Mulege/Prison/Mission/Road Trip/Car Wash
“A special feature of the town is the old prison. It was erected without bars. The prisoners could freely walk around town and establish or maintain families here. They just had to return to the prison in the evening. Escapes were rare because of the remoteness of Mulegé. Until Mex 1 was paved, the area was surrounded by harsh desert for many miles. All prisoners had to agree to assist in tracking any escapist and assist in their capture. Today, the old prison is operated as a museum.” ….. and there was hell to pay if an escaped prisoner was brought back. Picture this: A twenty-five pound metal ball connected to your left foot by a chain and shackled onto bare skin. Then to add insult to injury a small drip of water fell from high up above directly onto your skull. This is the torture room that awaited escapees or other murderers that again murdered while in captivity. The womens prison room had doors; they were stacked three to a room; the same space, men had single cells. The mosquitoes were horrendous but, with hard work, the sleep of the dead comes easily.
Strange what catches the eye while on a road trip. And yet, I passed many photo opportunities not taken, on this short road trip from Guerrero Negro to La Paz. One on the pacific side, the other on the Sea of Cortez.
The happy and not so happy cows I keep a sharp lookout for. The free range roaming ones, the baby cows. The road kill cows – today I saw one; or at least the hamburger part. Mexican highways use the bull on a diamond yellow triangle to warn. Gringos over the course of todays travel have also taken the time to add a pecker to this bull; also him peeing, pooping, puking and other creative sign art. This sign warns of the free range livestock that may include but, not limited to horses, donkeys, goat, dogs and even birds. The trees you see in the pictures above can also be considered free range. Several have absolutely taken over the house.

══════════════════════════════

- **REQUIRED TASKS**
1) Please summarize the travel post in two sentences.
2) Answer these questions from the travel post.
(a) How heavy was the metal ball chained to an escapee's foot?
(b) How many women were placed in each room of the women's prison?
(c) Between which two places did the road trip run?

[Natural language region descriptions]

══════════════════════════════

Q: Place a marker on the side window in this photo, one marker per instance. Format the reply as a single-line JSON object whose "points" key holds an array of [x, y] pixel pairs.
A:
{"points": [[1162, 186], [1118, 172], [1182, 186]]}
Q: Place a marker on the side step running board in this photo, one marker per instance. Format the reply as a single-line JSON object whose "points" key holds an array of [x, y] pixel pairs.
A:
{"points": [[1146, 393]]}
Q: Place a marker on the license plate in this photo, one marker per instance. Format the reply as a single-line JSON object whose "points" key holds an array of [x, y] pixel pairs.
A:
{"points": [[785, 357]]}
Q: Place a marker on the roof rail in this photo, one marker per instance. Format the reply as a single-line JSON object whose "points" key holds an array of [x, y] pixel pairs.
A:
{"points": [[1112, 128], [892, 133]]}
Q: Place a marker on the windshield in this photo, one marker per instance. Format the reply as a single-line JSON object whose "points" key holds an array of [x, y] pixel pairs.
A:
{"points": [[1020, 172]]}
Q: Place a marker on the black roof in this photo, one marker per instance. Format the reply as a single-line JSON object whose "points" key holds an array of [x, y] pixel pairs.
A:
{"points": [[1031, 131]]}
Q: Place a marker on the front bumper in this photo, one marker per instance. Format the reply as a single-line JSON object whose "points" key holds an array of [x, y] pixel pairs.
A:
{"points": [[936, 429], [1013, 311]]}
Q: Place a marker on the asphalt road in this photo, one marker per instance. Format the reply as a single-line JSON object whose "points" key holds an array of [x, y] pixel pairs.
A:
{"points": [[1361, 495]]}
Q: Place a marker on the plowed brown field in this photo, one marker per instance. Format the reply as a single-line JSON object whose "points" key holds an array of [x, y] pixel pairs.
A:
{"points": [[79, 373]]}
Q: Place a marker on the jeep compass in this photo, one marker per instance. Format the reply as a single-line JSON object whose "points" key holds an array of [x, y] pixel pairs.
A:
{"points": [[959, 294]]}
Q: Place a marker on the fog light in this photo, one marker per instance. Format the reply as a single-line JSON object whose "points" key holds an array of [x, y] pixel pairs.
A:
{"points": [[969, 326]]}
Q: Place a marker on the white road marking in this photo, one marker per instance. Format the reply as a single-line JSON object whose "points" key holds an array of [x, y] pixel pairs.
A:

══════════════════════════════

- **TASK RESPONSES**
1) Mulegé's old prison was built without bars, so prisoners could walk freely around town as long as they returned in the evening, and it now operates as a museum. On a road trip from Guerrero Negro to La Paz, the writer keeps watch for cows and notes that Mexican highway signs showing a bull warn of free-range livestock, signs that gringos have decorated with crude additions.

2)
(a) Twenty-five pounds.
(b) Three.
(c) Guerrero Negro and La Paz.